**What to do**
Could you restate, exactly and with nothing added, the lines from the start of the data through the line that holds "Target: building", leaving the pictures out?

[[ Data shown, beginning ]]

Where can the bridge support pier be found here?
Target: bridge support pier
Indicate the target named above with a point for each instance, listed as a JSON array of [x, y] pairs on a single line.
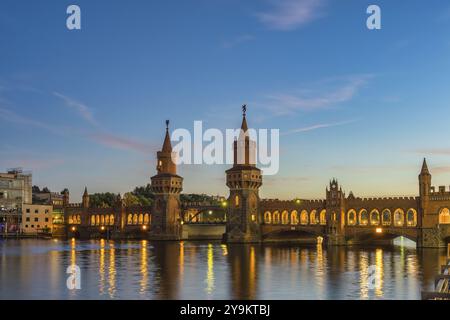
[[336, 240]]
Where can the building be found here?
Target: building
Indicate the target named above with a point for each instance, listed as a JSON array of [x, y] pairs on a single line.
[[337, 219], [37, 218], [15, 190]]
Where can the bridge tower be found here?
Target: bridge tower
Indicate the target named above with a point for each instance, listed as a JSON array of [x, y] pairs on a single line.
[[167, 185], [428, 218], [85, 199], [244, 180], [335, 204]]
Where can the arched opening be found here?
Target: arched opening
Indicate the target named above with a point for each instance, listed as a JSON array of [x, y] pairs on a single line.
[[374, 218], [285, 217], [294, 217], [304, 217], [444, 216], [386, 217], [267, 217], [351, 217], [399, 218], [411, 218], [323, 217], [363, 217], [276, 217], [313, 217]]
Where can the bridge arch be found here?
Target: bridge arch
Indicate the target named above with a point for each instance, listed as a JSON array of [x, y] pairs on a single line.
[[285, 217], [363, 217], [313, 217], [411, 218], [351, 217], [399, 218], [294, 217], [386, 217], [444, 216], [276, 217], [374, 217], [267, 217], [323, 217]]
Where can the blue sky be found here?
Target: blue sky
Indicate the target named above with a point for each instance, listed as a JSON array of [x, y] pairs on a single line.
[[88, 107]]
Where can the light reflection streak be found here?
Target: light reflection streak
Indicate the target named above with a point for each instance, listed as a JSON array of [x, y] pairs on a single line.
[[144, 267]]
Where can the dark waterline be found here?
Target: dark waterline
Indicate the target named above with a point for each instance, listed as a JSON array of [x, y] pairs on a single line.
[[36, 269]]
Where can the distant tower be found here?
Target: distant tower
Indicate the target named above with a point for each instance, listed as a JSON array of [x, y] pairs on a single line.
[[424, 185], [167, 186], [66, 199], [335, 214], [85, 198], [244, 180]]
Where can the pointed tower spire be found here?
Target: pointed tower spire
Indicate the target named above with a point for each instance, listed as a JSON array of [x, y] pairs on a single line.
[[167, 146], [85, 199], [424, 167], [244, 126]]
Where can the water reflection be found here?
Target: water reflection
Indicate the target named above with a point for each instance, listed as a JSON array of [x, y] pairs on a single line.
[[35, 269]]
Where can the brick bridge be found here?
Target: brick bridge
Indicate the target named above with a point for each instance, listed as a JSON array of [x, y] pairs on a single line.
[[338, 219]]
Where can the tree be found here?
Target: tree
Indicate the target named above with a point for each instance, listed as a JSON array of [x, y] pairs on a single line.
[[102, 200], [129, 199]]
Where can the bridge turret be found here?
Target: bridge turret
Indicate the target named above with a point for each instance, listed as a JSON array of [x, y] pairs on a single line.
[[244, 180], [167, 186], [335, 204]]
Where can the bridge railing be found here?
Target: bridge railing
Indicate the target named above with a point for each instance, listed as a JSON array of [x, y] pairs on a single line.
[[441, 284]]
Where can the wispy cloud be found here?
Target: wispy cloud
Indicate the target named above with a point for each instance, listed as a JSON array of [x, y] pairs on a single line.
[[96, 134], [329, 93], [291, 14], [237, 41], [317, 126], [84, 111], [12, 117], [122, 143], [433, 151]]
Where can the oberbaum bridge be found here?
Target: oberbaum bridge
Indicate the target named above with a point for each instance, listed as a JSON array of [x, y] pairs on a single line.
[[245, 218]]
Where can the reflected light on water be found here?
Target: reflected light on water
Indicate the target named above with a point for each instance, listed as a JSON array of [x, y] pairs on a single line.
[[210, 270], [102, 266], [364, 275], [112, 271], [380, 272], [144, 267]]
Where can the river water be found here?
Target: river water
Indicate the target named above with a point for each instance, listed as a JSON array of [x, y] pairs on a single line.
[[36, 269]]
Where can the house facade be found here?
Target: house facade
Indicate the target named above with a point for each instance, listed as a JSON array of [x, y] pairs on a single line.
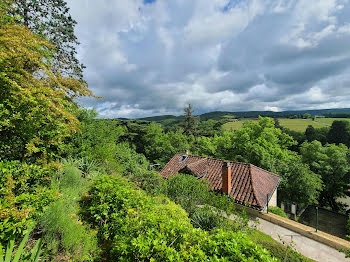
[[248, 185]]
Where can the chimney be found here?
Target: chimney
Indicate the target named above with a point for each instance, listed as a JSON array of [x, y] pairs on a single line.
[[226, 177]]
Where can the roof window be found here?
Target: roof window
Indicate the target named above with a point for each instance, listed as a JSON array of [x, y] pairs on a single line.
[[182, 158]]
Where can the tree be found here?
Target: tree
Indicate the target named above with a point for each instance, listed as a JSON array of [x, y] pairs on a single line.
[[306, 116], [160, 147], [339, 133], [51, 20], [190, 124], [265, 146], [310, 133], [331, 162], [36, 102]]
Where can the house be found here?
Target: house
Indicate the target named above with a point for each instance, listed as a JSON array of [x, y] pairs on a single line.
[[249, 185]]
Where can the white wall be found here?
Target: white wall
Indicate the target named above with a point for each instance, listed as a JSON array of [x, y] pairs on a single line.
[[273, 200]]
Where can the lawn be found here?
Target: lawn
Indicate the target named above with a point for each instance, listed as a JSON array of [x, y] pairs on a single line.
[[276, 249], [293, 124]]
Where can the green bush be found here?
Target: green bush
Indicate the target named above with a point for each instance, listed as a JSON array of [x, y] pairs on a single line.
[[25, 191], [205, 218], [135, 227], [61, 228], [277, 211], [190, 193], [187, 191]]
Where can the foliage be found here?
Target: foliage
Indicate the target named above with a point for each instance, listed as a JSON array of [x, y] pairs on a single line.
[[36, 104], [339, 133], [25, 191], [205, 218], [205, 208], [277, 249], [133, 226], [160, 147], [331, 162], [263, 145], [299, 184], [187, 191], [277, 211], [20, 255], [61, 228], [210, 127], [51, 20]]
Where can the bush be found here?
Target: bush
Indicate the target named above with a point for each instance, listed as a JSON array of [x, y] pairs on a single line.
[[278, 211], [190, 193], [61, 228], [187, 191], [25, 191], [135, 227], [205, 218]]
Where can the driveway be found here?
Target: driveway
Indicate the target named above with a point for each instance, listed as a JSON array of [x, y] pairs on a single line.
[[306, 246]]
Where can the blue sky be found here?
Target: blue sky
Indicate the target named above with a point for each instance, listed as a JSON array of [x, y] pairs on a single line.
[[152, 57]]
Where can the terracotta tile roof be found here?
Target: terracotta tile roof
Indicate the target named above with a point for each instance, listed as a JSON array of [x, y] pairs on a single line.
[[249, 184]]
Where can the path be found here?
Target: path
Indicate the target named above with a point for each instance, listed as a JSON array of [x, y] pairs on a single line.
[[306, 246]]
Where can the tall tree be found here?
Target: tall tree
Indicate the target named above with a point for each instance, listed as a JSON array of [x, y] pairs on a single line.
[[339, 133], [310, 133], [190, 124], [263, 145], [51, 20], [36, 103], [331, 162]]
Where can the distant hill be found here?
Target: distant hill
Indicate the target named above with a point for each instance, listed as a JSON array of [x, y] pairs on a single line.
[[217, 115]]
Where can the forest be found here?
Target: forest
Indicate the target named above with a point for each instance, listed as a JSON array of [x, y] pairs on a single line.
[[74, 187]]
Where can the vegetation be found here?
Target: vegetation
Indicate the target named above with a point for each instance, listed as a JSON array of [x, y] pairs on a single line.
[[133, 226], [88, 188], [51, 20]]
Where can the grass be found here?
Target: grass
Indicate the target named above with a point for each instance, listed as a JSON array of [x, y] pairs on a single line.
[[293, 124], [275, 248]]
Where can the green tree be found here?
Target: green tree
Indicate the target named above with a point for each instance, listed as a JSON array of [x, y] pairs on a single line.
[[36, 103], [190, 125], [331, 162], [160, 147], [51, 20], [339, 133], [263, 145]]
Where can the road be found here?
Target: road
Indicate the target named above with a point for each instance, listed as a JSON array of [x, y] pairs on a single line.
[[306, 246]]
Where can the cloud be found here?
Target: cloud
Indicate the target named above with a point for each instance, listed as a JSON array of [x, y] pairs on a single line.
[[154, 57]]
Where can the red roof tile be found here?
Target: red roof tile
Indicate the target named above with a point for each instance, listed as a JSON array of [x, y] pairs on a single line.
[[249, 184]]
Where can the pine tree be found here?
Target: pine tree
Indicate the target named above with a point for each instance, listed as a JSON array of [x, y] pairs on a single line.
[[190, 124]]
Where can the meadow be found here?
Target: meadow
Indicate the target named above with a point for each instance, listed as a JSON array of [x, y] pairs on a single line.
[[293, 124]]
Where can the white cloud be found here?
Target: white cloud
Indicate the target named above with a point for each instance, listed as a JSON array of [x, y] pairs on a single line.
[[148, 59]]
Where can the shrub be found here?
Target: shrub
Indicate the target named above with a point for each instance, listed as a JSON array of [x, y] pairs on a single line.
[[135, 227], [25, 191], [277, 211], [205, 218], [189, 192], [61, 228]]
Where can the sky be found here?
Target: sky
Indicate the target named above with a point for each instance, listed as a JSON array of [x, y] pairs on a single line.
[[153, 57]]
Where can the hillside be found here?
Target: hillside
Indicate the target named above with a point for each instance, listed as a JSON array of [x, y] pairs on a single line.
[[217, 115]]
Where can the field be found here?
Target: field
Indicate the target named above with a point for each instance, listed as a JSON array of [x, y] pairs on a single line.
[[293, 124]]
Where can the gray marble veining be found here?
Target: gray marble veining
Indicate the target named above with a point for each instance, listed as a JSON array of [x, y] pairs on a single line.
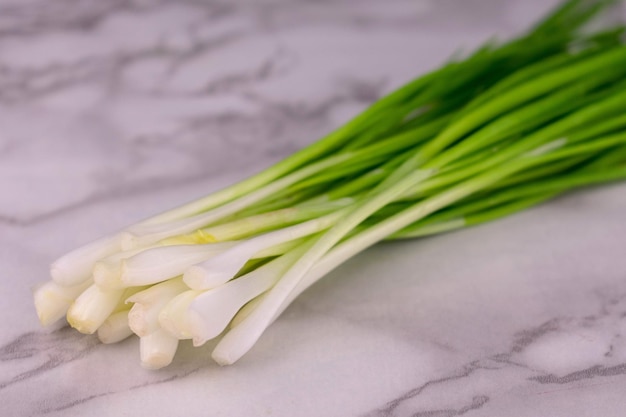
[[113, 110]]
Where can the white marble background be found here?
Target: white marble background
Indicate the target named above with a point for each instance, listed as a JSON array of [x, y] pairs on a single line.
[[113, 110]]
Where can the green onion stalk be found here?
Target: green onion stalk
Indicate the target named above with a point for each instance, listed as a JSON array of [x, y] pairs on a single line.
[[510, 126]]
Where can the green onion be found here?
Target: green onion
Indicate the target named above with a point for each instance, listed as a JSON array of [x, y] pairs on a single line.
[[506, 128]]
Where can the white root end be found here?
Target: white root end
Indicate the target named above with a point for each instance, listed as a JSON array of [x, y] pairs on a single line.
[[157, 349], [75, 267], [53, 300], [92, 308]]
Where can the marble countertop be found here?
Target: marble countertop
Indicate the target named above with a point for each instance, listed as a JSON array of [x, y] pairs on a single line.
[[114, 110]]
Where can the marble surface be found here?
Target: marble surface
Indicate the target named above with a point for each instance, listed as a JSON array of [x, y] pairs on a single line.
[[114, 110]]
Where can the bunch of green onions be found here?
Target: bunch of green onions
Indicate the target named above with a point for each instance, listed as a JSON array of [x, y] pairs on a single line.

[[ Data shown, end ]]

**Result of this exercise**
Where can the bridge support pier be found here?
Target: bridge support pier
Indicate the target named above with a point for each instance, listed as a JSON array of [x, y] pairs on a single line.
[[336, 240]]
Where can the building be found here?
Target: building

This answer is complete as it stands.